Requirements: Reproduce the listing below without any change.

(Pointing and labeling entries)
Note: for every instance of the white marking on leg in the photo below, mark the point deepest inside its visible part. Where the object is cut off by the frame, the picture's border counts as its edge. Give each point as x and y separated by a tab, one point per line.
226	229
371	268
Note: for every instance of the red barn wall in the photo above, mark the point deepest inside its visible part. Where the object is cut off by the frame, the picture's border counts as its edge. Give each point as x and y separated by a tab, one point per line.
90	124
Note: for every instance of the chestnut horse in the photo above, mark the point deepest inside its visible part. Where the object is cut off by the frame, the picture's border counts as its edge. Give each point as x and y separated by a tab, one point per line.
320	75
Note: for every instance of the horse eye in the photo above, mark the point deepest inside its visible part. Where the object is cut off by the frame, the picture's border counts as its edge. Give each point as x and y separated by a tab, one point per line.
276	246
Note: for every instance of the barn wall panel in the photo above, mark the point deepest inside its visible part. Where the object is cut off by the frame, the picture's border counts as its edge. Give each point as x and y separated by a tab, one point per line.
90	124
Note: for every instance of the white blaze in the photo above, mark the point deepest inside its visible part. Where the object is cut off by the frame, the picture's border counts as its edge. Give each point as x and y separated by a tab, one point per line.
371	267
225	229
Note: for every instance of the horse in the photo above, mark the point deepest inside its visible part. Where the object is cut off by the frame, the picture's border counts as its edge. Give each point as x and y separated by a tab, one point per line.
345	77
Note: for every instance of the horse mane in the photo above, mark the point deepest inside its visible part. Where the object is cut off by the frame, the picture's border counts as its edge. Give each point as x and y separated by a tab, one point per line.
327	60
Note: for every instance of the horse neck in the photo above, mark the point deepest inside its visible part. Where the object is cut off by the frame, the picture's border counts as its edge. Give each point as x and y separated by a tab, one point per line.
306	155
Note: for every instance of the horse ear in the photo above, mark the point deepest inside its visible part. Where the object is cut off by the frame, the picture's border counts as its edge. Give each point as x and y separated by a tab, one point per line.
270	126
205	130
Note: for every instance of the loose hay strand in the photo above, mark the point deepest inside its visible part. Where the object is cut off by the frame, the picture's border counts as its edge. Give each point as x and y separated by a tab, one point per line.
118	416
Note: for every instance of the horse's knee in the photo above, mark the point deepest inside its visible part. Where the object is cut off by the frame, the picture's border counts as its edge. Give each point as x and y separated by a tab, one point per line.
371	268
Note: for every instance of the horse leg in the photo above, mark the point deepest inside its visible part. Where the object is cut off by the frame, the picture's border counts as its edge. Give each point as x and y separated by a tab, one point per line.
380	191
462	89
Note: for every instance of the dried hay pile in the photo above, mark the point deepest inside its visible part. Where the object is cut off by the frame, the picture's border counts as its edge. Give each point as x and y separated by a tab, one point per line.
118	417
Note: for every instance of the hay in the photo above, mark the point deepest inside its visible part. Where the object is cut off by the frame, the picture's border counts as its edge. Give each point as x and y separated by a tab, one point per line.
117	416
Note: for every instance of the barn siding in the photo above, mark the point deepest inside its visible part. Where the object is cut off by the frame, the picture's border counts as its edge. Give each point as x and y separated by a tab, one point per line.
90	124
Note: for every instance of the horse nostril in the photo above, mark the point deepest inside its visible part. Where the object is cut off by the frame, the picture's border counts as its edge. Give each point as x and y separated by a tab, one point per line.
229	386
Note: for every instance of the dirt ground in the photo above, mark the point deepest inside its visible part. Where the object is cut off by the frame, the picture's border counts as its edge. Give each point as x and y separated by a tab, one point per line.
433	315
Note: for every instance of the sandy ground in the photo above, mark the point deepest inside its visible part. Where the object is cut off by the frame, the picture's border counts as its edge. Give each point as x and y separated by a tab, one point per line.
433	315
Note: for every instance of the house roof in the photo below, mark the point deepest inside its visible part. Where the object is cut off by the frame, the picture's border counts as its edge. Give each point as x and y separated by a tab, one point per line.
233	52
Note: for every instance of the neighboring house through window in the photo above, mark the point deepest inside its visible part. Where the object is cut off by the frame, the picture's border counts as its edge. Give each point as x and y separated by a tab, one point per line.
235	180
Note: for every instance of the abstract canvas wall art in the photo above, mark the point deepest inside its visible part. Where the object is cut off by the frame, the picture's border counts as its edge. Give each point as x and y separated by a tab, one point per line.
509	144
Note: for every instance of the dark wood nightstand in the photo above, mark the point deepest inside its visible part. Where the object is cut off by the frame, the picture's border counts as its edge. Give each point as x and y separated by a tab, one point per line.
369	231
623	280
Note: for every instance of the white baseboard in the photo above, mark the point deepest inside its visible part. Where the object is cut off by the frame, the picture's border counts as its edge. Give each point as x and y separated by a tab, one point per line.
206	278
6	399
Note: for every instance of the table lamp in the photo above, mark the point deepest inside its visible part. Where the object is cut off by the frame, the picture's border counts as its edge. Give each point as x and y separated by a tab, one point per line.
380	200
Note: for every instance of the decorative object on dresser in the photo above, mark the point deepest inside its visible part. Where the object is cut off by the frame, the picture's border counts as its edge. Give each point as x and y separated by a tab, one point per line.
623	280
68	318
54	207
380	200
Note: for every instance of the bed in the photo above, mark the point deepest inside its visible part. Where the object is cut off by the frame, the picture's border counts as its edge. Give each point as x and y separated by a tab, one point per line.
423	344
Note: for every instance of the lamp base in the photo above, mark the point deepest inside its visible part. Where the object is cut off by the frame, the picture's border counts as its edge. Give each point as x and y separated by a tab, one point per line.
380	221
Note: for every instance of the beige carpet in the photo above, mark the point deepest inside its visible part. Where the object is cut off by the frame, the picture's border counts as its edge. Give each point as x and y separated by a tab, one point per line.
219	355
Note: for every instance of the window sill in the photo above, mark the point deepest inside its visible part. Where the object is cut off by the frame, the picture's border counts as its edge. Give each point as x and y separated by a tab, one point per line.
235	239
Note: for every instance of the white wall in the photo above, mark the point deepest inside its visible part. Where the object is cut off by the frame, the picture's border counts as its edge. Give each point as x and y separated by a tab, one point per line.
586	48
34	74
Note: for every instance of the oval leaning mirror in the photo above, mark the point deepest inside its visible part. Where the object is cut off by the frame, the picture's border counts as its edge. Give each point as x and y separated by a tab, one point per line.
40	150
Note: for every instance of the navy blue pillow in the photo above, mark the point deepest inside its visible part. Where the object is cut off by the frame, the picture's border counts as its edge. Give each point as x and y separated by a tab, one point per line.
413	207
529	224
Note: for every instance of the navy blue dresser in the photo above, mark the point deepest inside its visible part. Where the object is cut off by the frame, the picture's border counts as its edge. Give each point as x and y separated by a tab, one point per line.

Exercise result:
Note: for every instance of the white marking on leg in the photo below, mark the point deepest inside its visible part. Where the object is cut off by the frame, the picture's border counts as its edge. Give each point as x and y separated by a tab, one point per line.
226	229
371	268
Note: for every instance of the red barn wall in the photo above, mark the point deepest inside its visible part. Where the object is cut off by the frame, the picture's border counts as its edge. Give each point as x and y separated by a tab, one point per line.
90	124
Note: for every instance of the chestnut horse in the photo above, mark the point deepest inside its visible part. Where the object is cut off by the frame, the picture's border counts as its edge. Give each point as x and y separated by a tab, one point per line.
320	75
Note: for every instance of the horse eye in the photo above, mark the point deepest inside its visible part. Where the object is cut off by the frame, the picture's border counts as its edge. Give each point as x and y separated by a tab, one point per line.
276	246
Note: for every instance of the barn wall panel in the photo above, mark the point deepest inside its visible part. Where the object is cut off by the frame, the picture's border counts as its edge. Give each point as x and y separated by a tab, one point per line.
90	124
Note: for every instance of the white blaze in the photo above, mark the point deepest inside its visible part. Where the object is cut off by the frame, the picture's border counts as its edge. Give each point as x and y separated by a tab, one point per line.
371	267
225	229
Note: for every instance of the horse in the photo above, mark the point deepest inside its visible part. Where the object is cut off by the frame, the picture's border counts as its edge. Give each point as x and y separated by a tab, one point per line.
345	77
Note: for every instance of the horse mane in the photo above, mark the point deepest inside its visible part. Where the object is cut off by the frame, the picture's border counts as its edge. Give each point as x and y separated by a tab, one point per line.
327	60
Note: for every instance of the horse neck in the photo above, mark the point deepest inside its visible part. Where the object is cut off by the frame, the picture's border counts as its edge. Give each point as x and y separated by a tab, one point per line.
306	155
Note: for every instance of the horse ear in the photo above, mark the point deepest inside its visible part. Where the object is cut off by the frame, the picture's border counts as its edge. Give each point as x and y separated by a tab, one point per line.
270	126
205	130
Note: for every instance of the loose hay strand in the photo above, mark the point deepest inside its visible part. Where the object is cut off by the frame, the picture's border counts as its edge. Give each point as x and y separated by a tab, one point per line.
118	416
Note: for every instance of the horse's knee in the photo above, mark the point deepest inside its visible part. Where the object is cut off by the frame, the picture's border counts as its edge. Give each point as x and y separated by a tab, one point per line.
371	268
Note: for every instance of the horse leg in the photo above, mark the point deepest inside its visible part. Where the object is cut off by the frame, the picture's border counts as its edge. Give each point as x and y separated by a tab, one point per line.
380	191
462	89
Note: for every instance of the dried hay pile in the photo above, mark the point deepest inside its visible part. Where the object is cut off by the frame, the picture's border counts as its edge. Give each point as x and y separated by a tab, one point per line.
118	417
Note: for every instance of the hay in the photo above, mark the point deepest inside its visible part. Where the object is cut off by the frame, the picture's border counts as its edge. Give each point as x and y separated by a tab, one point per line.
117	416
Note: for every instance of the barn siding in the photo above, mark the point deepest inside its visible part. Where the object is cut off by the frame, the picture's border counts as its edge. Give each point as x and y separated by a tab, one point per line.
90	124
Note: for every instance of the horse nostril in the photo above, mark the point deepest inside its visible part. Where the object is cut off by the frame, the picture's border counts as its edge. Give each point as x and y separated by a tab, one point per line.
229	386
Note: for every instance of the dirt ground in the photo above, mark the point deepest inside its visible part. Where the object is cut off by the frame, the picture's border counts as its edge. Give each point as x and y separated by a tab, one point per line.
433	315
Note: for every instance of the sandy ground in the photo above, mark the point deepest inside its visible part. Where the object is cut off by the frame, the picture's border counts as its edge. Give each point as x and y separated by a tab, one point per line.
433	315
Note: for every instance of the house roof in the photo below, mark the point deepest inside its visible part. Where the object is cut off by the frame, the picture's border counts as its edge. Give each point as x and y separated by a tab, one point per line.
233	52
Note: for every instance of the neighboring house through window in the photo above, mark the point deepest inside its visible part. Where the object is cut off by the frame, the picture's border counts as its edge. Give each point as x and y separated by a tab, one point per line.
235	180
Note: for every instance of the abstract canvas wall art in the photo above, mark the point deepest inside its visible part. Where the object is cut off by the frame, the picture's border counts as its edge. Give each point as x and y separated by a tab, one point per line.
509	144
Note: for every instance of the dark wood nightstand in the photo above, mark the point deepest inside its visible part. Where the object is cut off by the frame, the picture's border counts as its edge. Give each point as x and y separated by a tab, one point per line.
369	231
623	280
Note: for every instance of the white baseboard in the photo above, mark the point deepest inside its visible part. Where the object is cut off by the frame, the picture's border counts as its edge. Give each point as x and y separated by a tab, one point per line.
206	278
6	399
Note: for every instance of the table lamp in the photo above, mark the point deepest inside its visible part. Where the object is cut off by the frame, the picture's border counts as its edge. Give each point as x and y separated by a tab, one point per line.
380	200
Note: for every instance of the decorative object on dresser in the photo above, mark the point deepest inside its visible part. Where the object is cut off by the frame, the picture's border counts as its edge. Give each point as x and y separated by a tab, one point per line.
623	280
68	318
54	207
380	200
Note: for every instance of the bed in the photo above, mark the point deepest inside its visible part. Where the object is cut off by the frame, the picture's border counts as its edge. Give each point as x and y separated by a tab, one point per line.
423	344
Note: for every instance of the lamp base in the photo above, mark the point deepest inside its visible part. Where the object is cut off by the frame, the picture's border counts as its edge. Give each point as x and y separated by a tab, one point per line.
380	221
Note: for every instance of the beige carpet in the photo above, mark the point deepest inside its visible part. Where the object is cut off by the frame, the picture's border counts as its edge. Give each point as x and y separated by a tab, one point per line.
219	355
Note: for every instance of the window sill in the photo above, mark the point deepest inside its visible part. Where the object is cut off by the frame, the picture's border counts as its edge. Give each point as x and y separated by a tab, one point per line.
235	239
Note: for every instance of the white wall in the photo above, mark the point deepest inside its visible part. Where the object is cut off by the frame, the picture's border counts as its edge. Give each point as x and y separated by a tab, one point per line.
586	48
34	74
Note: for every instance of the oval leaning mirror in the photo above, mark the point deepest inside its visible part. Where the object is cut off by the frame, the picture's border counts as its edge. Give each point as x and y separated by a tab, one point per line.
40	150
Note: for every instance of the navy blue pillow in the photo above, mark the point deepest inside its visible part. Where the object is cut off by the frame, the picture's border counts as its edge. Give each point as x and y separated by a tab, one point per line.
413	207
529	224
Note: for every instance of the navy blue dresser in the photo above, mark the point deepest inside its visible part. Where the object is cut off by the frame, the picture's border counts as its edge. Give each point as x and y separated by a tab, one point per line.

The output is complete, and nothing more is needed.